Exercise aim: Quote all entries in full, exactly.

*** Given entries Section Begins ***

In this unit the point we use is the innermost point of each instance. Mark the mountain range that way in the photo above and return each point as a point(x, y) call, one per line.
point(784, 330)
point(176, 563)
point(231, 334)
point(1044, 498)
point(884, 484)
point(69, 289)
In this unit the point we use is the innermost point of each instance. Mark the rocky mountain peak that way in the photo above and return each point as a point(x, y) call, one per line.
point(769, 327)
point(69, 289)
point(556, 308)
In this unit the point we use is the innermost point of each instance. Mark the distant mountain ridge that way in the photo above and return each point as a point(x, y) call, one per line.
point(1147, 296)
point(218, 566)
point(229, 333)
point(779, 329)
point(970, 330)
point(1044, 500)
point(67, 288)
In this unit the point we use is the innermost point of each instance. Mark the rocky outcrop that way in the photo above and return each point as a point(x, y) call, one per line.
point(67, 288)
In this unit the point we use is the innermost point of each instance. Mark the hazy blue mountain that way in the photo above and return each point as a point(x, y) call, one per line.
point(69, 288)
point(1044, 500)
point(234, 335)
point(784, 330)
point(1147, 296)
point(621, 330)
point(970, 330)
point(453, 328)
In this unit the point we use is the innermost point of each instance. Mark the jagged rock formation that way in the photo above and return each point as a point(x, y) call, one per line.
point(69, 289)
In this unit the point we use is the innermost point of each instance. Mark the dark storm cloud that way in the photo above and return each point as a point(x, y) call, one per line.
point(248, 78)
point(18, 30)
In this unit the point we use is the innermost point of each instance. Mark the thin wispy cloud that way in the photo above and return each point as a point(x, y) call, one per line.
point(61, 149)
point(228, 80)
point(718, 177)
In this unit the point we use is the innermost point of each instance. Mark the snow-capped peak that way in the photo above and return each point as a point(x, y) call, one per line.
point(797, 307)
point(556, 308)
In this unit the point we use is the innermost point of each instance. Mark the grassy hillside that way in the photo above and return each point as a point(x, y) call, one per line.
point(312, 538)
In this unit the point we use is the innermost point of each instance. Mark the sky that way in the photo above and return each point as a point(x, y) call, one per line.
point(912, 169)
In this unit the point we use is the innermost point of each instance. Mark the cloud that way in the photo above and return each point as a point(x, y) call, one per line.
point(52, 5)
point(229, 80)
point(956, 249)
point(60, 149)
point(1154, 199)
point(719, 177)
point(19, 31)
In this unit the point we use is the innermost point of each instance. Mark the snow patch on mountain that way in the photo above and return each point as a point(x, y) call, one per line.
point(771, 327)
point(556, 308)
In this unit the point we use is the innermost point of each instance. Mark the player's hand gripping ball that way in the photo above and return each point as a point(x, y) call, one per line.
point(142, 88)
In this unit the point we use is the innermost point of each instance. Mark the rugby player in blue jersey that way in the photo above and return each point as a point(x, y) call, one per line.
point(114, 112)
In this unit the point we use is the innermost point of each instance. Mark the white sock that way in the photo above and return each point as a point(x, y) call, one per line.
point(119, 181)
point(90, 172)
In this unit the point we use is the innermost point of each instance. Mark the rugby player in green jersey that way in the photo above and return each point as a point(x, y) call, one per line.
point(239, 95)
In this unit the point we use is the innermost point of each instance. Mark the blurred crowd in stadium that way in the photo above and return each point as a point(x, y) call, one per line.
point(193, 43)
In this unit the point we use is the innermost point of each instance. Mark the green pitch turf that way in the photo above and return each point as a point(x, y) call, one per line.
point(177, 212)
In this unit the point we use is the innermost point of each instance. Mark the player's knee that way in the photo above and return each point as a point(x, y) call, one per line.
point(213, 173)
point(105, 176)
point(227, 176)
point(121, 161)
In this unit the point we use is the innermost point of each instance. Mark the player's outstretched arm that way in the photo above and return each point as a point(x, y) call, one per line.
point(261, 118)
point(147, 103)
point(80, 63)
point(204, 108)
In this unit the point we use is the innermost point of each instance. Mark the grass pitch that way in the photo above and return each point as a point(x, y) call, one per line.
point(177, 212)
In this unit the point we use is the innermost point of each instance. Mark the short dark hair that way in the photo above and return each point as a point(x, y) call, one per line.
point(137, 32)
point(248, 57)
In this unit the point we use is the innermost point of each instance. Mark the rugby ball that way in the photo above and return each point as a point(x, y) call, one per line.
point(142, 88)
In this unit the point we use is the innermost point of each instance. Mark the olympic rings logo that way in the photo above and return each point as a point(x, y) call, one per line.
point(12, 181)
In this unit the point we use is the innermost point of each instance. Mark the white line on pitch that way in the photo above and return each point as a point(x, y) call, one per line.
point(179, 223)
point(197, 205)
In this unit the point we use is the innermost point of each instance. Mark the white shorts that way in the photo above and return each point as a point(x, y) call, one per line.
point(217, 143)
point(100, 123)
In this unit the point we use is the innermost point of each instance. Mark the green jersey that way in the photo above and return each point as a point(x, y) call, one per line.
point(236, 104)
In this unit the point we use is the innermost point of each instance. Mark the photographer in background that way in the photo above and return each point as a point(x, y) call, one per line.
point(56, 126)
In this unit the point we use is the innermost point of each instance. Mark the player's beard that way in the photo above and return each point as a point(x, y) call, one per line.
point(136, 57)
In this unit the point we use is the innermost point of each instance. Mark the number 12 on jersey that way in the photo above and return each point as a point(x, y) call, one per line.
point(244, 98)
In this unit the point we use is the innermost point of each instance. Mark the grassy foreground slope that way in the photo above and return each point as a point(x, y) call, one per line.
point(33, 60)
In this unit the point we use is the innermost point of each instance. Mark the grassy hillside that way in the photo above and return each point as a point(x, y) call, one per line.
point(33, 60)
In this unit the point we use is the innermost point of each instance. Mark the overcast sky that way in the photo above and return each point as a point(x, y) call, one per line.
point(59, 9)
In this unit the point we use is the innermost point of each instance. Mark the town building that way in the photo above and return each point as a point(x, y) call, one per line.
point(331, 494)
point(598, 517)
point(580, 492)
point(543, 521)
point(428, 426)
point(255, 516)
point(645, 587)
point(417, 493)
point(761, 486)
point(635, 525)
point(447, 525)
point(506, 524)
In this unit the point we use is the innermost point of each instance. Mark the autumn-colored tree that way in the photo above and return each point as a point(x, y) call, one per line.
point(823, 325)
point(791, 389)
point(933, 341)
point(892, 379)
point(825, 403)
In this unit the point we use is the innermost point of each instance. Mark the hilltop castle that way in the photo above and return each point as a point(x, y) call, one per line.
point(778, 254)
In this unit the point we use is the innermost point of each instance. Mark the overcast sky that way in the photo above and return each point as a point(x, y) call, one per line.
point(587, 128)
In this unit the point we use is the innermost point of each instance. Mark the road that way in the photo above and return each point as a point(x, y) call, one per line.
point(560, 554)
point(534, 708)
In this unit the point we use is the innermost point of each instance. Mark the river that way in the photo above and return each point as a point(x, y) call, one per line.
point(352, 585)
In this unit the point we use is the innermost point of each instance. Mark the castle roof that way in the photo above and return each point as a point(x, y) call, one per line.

*** Given entries Section Ends ***

Problem solution:
In this unit the point we use is the innermost point of each instance. Mark the mountain range that way in the photo above and return each point as a point(x, y) call, one per line.
point(784, 330)
point(176, 563)
point(231, 334)
point(1044, 498)
point(884, 484)
point(69, 289)
In this unit the point we use is the innermost point of each instance. Mark the rocky mountain peak that way in the photo above and return each point as a point(x, y) call, one per line.
point(769, 327)
point(69, 289)
point(556, 308)
In this unit the point we use is the innermost point of each instance. Mark the distant mountain ridge that way in the photo above and return each point as a point(x, y) call, one per line.
point(1147, 296)
point(218, 566)
point(229, 333)
point(779, 329)
point(970, 330)
point(1044, 500)
point(67, 288)
In this unit the point we use is the innermost point of each instance. Mark the rocky outcrop that way in the photo above and return each point as a point(x, y) call, one per line.
point(67, 288)
In this unit the point we use is the innermost point of each instance. Mark the hazy blue mountain that way in the photo above and return each point as a point(x, y) call, one per line.
point(69, 288)
point(1044, 500)
point(234, 335)
point(784, 330)
point(1147, 296)
point(621, 330)
point(970, 330)
point(453, 328)
In this unit the point we use is the innermost point of each instance. Mark the jagged rock formation that way in the photo above and return each point as a point(x, y) call, one per line.
point(69, 289)
In this unit the point we use is the innermost point of each instance. Mark the dark storm cloud that way in the photo above and return each point as a point(x, y) call, one per line.
point(248, 78)
point(18, 30)
In this unit the point we use is the innermost point of each instance. Mark the thin wispy cloud that way in the photo above and return each point as a point(x, y) call, one per line.
point(61, 149)
point(228, 80)
point(718, 177)
In this unit the point we use is the innermost point of each instance. Mark the snow-capped peak that way in the photo above and return each point as a point(x, y) call, one per line.
point(797, 307)
point(556, 308)
In this unit the point we use is the innermost point of each instance. Mark the grassy hillside that way in the photo above and return each point as a point(x, y) call, one per line.
point(312, 538)
In this unit the point we use is the innermost point of each instance. Mark the sky that way in the photo above and return each point as a point(x, y) call, one per line.
point(912, 169)
In this unit the point we use is the innermost point of each instance. Mark the cloud that way in the photo above and return each point as a point(x, y) call, one per line.
point(52, 5)
point(229, 80)
point(956, 249)
point(60, 149)
point(1154, 199)
point(719, 177)
point(19, 31)
In this unit the point we use is the innermost point of each instance. Mark the snow patch on mountain that way in the photo above and return each point as a point(x, y) call, one per line.
point(771, 327)
point(556, 308)
In this unit the point we use is the innermost point of each instance. Mark the player's hand gripping ball that way in the photo above and return each point as a point(x, y) call, one per line.
point(142, 88)
In this unit the point we use is the innermost point of each instance. Mark the rugby player in blue jersey that way in the photo above and return each point as a point(x, y) call, one per line.
point(114, 112)
In this unit the point we use is the innermost point of each instance. Mark the white sock that way in the photo above and return each point as a point(x, y) call, one per line.
point(119, 181)
point(90, 172)
In this unit the point we use is the innermost point of each instance. Mark the rugby player in green jersey that way in the photo above and return each point as a point(x, y) call, one per line.
point(239, 95)
In this unit the point we use is the innermost point of each instance. Mark the blurred crowd in stadium that way in the photo above and return each point as a point(x, y) call, one per line.
point(193, 43)
In this unit the point we use is the innermost point of each instance. Mark the green pitch turf that way in the photo above and return each point as a point(x, y) call, one per line.
point(177, 212)
In this unit the point we use is the innermost point of each instance. Mark the player's knee that way in the photo above and return each point as a point(x, y) call, one per line.
point(213, 173)
point(105, 176)
point(227, 176)
point(121, 161)
In this unit the point we use is the innermost point of each instance. Mark the player's outstretched arm that way in the photo above and return each point as a point(x, y) call, one per line.
point(261, 118)
point(147, 103)
point(80, 63)
point(204, 108)
In this unit the point we use is the innermost point of each instance. Mark the grass pitch that way in the photo above and return each point as a point(x, y) call, one per line.
point(177, 212)
In this unit the point we use is the innermost point of each instance. Mark the short dark hair that way in the photo above and return each point as a point(x, y) call, one per line.
point(137, 32)
point(248, 57)
In this unit the point we use is the innermost point of each instance. Mark the rugby ball that way in the photo above and return each point as a point(x, y) call, one per line.
point(142, 88)
In this unit the point we use is the innermost point of each instance. Mark the olympic rings logo that way in the photo above and return each point as a point(x, y) call, one per line.
point(12, 181)
In this unit the point we use is the innermost point of each instance. Mark the white line on pitch that way in the photo above and return each point as a point(x, y) call, one per line.
point(179, 223)
point(197, 205)
In this unit the point we use is the innermost point of each instance. Mark the white shorts that way in the photo above and return each point as a point(x, y) call, one per line.
point(217, 143)
point(100, 123)
In this unit the point we use is the innermost point of each instance. Mark the green jersey that way in the photo above and return each point as a point(x, y) call, one per line.
point(236, 104)
In this unit the point we use is the innermost point of each instance. Mark the photographer in background that way in the photo above and return each point as a point(x, y) call, one per line.
point(56, 126)
In this unit the point we use is the innermost point of each instance. Mark the player's beard that way in the photo above and return each point as a point(x, y) call, one per line.
point(136, 57)
In this unit the point we use is the innermost point of each instance. Mark the number 12 on jersey that way in the photo above and return each point as a point(x, y) call, one per line.
point(244, 98)
In this unit the point we use is the innermost point of each instance. Mark the grassy foreground slope that way in the photo above and return each point as a point(x, y) call, one per line.
point(33, 60)
In this unit the point we use is the innermost point of each instance. Mark the grassy hillside that way in the photo above and return each point as a point(x, y) call, one per line.
point(33, 60)
In this unit the point we use is the innermost point of each instance. Mark the overcast sky that way in the photo above and return each point as a point(x, y) call, one per line.
point(59, 9)
In this unit the point we use is the innermost point of each instance. Mark the town building that way in the photo above and return each point as a point(x, y) call, one per line.
point(331, 494)
point(598, 517)
point(580, 492)
point(543, 521)
point(428, 426)
point(255, 516)
point(645, 587)
point(417, 493)
point(761, 486)
point(635, 525)
point(447, 525)
point(506, 524)
In this unit the point we use is the innermost point of each instance. Mark the autumn-colored tree that way in the photo above and return each point as a point(x, y) call, one per line.
point(823, 325)
point(791, 389)
point(933, 341)
point(892, 379)
point(825, 403)
In this unit the point we use is the innermost point of each instance. Mark the hilltop castle that way in the photo above and return each point as a point(x, y) call, one per line.
point(778, 254)
In this unit the point we use is the innermost point of each instance. Mark the overcast sky that way in the photo above and return each point as a point(x, y) call, one per line.
point(587, 128)
In this unit the point we use is the innermost point of each instance. Mark the road that way in the photo above and return each point as a point(x, y) call, one per line.
point(560, 554)
point(534, 708)
In this unit the point we use is the innermost point of each instance. Mark the river that way in the photo above and return each point as a point(x, y) call, one per line.
point(352, 585)
In this unit the point we use is the innermost point of each instance. Mark the castle roof that way in the photo above and return each point as a point(x, y) call, one per line.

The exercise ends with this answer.